**Task to carry out**
Rewrite the rows below as a numbered list, starting at the line that contains "TARGET = gravel pile" and continuing through the last line of the rows. Omit any blank lines.

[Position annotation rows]
---------------
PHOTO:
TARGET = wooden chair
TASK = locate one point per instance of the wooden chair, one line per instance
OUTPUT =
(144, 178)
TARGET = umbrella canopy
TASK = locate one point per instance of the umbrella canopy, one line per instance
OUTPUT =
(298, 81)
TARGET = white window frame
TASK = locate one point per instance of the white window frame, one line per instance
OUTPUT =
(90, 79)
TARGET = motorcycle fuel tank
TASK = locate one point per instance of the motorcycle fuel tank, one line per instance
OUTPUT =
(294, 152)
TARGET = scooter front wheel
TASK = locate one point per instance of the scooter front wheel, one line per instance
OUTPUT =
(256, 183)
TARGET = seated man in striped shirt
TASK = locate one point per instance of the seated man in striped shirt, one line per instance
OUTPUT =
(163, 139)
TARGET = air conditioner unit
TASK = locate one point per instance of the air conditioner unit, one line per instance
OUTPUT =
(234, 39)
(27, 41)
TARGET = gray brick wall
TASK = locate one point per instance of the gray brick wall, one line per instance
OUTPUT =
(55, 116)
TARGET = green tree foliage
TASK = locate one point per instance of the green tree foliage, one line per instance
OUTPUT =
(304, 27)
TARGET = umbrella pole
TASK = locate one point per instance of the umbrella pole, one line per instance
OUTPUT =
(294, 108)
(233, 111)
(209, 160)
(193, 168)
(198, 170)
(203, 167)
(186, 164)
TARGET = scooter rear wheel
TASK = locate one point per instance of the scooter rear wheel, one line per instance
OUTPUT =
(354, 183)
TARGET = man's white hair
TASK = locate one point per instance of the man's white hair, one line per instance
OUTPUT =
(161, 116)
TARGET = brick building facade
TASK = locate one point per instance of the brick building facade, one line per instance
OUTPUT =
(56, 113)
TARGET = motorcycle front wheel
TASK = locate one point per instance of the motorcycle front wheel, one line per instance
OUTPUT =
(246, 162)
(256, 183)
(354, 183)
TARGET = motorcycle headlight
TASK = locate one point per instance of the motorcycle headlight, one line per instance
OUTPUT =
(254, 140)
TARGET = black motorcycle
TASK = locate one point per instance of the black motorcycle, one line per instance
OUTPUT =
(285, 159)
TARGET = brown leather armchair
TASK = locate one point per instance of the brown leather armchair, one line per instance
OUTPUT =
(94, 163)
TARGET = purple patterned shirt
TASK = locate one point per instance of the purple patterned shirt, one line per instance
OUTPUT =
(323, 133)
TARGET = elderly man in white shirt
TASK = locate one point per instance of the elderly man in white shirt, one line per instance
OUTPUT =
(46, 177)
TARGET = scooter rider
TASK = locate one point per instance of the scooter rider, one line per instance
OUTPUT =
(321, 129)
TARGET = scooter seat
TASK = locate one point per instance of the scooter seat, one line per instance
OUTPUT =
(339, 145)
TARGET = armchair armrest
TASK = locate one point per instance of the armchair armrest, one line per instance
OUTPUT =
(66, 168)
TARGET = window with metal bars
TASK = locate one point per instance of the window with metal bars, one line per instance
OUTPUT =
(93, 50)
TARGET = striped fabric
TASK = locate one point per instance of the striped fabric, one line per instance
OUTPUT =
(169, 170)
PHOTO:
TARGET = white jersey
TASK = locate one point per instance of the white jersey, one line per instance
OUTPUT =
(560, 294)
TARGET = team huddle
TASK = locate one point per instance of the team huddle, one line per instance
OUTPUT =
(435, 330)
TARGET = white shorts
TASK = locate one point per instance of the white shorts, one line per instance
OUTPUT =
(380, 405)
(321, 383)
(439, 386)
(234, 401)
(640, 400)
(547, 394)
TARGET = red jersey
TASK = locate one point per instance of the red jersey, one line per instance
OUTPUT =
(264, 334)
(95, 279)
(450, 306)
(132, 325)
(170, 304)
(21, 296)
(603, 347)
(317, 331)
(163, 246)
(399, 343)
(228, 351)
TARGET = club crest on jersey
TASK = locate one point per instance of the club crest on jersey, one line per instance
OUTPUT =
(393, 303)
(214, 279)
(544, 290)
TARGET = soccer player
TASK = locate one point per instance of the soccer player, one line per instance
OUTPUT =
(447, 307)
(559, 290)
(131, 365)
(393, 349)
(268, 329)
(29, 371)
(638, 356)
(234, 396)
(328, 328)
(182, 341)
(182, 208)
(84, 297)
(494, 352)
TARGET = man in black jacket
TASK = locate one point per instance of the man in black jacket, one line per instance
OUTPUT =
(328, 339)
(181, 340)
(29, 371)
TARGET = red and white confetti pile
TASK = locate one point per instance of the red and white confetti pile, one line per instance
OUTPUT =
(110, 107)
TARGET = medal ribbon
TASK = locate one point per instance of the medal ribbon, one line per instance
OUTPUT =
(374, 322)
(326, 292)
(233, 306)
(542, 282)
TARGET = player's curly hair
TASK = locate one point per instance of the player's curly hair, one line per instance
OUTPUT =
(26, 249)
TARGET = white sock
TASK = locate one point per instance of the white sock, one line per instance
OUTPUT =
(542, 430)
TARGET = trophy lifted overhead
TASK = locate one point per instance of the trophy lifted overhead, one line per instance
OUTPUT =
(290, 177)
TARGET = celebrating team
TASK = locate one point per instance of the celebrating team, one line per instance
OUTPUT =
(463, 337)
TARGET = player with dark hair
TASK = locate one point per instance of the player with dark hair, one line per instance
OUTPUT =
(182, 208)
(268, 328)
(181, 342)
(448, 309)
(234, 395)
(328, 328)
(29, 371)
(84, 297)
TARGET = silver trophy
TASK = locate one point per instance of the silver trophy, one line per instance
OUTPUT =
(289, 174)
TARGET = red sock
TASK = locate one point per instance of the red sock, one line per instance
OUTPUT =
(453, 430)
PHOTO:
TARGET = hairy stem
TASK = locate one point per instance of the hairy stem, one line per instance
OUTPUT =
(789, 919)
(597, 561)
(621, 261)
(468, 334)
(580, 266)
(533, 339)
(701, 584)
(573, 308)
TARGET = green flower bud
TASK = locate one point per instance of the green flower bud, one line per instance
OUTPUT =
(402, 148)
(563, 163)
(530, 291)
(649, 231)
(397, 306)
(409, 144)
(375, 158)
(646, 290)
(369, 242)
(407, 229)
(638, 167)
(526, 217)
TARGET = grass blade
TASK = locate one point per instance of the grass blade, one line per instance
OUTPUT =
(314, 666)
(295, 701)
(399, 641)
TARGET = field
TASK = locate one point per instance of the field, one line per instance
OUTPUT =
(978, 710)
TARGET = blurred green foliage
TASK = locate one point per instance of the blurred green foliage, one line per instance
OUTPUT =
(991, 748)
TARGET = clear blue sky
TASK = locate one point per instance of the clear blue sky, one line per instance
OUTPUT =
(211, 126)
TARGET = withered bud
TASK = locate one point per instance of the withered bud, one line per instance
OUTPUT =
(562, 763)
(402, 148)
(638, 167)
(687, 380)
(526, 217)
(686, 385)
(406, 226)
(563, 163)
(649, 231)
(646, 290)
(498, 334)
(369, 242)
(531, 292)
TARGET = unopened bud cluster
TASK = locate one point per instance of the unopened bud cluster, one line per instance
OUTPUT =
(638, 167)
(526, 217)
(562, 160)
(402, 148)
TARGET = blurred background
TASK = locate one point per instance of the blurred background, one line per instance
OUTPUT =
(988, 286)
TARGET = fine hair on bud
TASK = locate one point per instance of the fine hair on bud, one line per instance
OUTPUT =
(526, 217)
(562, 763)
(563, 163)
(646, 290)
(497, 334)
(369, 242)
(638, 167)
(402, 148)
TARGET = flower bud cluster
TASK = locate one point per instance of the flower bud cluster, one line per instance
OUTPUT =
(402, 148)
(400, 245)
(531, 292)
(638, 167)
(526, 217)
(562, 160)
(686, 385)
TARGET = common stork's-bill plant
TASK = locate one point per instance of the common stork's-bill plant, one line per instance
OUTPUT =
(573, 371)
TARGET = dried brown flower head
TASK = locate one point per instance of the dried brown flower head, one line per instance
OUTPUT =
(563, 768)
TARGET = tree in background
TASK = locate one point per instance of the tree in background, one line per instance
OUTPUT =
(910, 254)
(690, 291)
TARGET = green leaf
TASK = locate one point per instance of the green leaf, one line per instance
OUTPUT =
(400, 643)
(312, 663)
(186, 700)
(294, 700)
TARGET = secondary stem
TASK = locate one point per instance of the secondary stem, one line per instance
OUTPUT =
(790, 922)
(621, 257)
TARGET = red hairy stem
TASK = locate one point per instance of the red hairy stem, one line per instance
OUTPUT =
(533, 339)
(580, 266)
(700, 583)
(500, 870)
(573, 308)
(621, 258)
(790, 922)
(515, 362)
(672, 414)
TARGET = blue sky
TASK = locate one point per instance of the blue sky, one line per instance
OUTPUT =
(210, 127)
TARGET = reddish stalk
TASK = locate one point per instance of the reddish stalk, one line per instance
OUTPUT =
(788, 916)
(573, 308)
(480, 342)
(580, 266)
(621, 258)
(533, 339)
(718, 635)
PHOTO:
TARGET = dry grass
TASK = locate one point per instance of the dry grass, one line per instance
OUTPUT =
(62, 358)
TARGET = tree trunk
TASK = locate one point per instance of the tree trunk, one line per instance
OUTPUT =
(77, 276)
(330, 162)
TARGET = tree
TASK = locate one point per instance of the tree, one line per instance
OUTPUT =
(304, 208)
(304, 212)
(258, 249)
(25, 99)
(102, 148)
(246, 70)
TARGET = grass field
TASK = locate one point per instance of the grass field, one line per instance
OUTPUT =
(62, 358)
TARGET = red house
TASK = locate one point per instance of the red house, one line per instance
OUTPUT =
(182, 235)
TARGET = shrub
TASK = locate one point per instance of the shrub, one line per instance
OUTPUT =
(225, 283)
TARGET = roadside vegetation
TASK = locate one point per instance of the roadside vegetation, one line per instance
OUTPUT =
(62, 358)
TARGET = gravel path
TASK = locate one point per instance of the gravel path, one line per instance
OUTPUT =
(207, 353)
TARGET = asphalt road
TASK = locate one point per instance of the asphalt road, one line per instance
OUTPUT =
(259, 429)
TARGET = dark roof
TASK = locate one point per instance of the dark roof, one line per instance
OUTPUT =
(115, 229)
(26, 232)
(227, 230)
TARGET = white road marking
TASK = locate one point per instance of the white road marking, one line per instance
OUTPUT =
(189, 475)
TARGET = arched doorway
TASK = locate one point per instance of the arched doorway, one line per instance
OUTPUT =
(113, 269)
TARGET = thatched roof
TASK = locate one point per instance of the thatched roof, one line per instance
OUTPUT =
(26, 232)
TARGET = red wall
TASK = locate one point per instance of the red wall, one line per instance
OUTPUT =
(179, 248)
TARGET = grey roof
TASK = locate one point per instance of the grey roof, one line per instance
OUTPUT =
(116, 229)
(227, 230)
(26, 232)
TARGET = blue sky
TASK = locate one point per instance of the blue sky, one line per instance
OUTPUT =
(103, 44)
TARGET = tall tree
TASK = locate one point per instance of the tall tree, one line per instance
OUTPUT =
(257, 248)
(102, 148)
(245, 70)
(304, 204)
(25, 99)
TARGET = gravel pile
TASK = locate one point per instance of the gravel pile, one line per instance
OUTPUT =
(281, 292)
---------------
**Solution to this exercise**
1. TARGET = gravel pile
2. TASK = locate one point per instance of the gravel pile, one line per instance
3. OUTPUT =
4. (281, 292)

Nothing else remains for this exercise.